_Task objective:_ Can you convert the part of the records that opens with the line containing "--target curved glass counter" and closes with the line containing "Give the mask of every instance of the curved" into a JSON list of strings, one string per line, with any blank lines left out?

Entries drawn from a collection
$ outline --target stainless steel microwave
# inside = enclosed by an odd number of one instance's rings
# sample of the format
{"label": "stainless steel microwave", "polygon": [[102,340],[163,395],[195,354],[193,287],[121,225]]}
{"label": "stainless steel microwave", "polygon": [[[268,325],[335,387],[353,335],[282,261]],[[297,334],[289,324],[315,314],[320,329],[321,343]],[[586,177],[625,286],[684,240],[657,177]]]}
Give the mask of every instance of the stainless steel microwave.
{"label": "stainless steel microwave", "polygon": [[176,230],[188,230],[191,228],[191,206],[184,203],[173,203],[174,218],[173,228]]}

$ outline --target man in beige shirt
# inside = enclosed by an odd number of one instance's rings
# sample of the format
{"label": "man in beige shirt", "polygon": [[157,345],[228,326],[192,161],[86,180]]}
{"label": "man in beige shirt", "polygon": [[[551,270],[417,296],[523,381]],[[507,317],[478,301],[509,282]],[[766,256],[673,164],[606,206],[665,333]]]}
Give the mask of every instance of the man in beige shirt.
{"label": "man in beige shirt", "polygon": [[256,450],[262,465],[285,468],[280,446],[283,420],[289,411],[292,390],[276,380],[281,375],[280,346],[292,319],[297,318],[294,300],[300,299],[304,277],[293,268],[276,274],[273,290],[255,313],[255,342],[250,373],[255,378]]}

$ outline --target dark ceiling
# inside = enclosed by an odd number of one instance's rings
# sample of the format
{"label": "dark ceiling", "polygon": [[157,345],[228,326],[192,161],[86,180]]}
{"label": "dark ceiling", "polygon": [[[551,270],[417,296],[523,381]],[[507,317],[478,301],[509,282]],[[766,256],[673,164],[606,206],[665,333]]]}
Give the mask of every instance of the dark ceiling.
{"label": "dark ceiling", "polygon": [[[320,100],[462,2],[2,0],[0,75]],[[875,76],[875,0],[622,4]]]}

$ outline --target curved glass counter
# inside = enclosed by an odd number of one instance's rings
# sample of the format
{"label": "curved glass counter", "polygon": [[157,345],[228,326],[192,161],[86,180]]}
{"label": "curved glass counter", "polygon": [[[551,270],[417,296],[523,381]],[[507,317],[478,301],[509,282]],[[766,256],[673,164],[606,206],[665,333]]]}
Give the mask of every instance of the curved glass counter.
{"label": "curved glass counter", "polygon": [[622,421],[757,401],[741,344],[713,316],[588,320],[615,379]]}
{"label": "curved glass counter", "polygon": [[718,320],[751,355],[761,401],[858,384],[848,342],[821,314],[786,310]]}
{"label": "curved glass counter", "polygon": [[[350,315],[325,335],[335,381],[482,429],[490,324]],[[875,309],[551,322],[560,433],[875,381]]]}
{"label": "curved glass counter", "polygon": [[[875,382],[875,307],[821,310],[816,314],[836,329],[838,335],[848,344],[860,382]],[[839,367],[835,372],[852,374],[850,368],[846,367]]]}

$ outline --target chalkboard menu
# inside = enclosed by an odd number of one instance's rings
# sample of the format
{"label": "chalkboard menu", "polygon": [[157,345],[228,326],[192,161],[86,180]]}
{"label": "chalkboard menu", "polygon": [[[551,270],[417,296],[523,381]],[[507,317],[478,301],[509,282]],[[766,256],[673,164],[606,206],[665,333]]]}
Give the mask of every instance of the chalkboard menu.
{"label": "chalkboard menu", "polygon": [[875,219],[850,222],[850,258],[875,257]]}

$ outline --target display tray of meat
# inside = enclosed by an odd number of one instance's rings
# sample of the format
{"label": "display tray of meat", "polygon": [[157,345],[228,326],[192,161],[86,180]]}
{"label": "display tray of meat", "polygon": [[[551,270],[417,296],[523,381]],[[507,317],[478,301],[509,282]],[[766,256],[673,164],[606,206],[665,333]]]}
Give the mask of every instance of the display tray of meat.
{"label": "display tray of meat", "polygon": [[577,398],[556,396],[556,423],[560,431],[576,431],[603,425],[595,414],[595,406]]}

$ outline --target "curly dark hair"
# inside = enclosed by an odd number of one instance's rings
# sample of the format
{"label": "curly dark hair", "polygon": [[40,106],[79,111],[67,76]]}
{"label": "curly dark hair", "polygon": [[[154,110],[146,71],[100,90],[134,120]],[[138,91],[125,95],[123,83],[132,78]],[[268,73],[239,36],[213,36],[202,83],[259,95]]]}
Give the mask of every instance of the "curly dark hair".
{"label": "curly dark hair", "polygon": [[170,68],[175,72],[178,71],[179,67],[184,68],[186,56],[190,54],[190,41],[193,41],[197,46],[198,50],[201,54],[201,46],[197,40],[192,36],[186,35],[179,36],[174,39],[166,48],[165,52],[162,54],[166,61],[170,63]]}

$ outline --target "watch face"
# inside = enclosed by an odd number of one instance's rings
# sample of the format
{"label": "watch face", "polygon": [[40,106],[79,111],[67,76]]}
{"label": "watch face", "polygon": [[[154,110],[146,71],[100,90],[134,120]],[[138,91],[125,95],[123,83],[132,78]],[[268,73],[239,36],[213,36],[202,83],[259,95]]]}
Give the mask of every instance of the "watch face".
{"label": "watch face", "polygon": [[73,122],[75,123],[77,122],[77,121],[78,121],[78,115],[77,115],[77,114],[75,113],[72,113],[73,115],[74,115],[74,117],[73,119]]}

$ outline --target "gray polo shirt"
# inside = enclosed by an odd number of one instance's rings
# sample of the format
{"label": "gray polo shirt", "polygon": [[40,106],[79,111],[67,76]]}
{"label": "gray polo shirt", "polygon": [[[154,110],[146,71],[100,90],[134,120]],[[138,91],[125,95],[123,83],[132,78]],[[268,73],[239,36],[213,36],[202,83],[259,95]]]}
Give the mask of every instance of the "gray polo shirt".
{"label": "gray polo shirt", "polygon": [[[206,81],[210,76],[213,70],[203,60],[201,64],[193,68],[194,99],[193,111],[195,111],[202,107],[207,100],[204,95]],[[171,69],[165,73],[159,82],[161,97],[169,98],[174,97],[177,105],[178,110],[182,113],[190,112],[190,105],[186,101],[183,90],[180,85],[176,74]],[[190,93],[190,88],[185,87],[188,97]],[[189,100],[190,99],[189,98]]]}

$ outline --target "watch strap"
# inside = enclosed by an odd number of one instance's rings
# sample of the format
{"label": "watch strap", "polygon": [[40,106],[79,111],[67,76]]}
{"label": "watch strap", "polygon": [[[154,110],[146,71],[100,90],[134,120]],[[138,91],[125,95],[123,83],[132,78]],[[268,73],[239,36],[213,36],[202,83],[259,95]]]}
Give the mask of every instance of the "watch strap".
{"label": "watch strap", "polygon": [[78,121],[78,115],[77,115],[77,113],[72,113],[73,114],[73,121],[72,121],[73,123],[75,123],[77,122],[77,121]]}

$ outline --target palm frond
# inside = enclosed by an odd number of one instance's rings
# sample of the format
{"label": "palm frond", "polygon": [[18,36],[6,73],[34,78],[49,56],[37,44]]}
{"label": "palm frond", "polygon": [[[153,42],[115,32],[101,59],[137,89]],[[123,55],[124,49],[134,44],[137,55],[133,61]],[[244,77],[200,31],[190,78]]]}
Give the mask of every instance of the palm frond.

_Task output:_
[
  "$ outline --target curved glass counter",
  "# inside = enclosed by an odd number of one instance's rings",
  "# sample of the format",
  "{\"label\": \"curved glass counter\", \"polygon\": [[157,345],[228,326],[192,161],[86,180]]}",
  "{\"label\": \"curved glass counter\", \"polygon\": [[[551,270],[417,296],[523,381]],[[507,317],[478,301],[509,282]],[[766,256],[673,164],[606,206],[665,333]]]}",
  "Give the mask of every instance of the curved glass counter."
]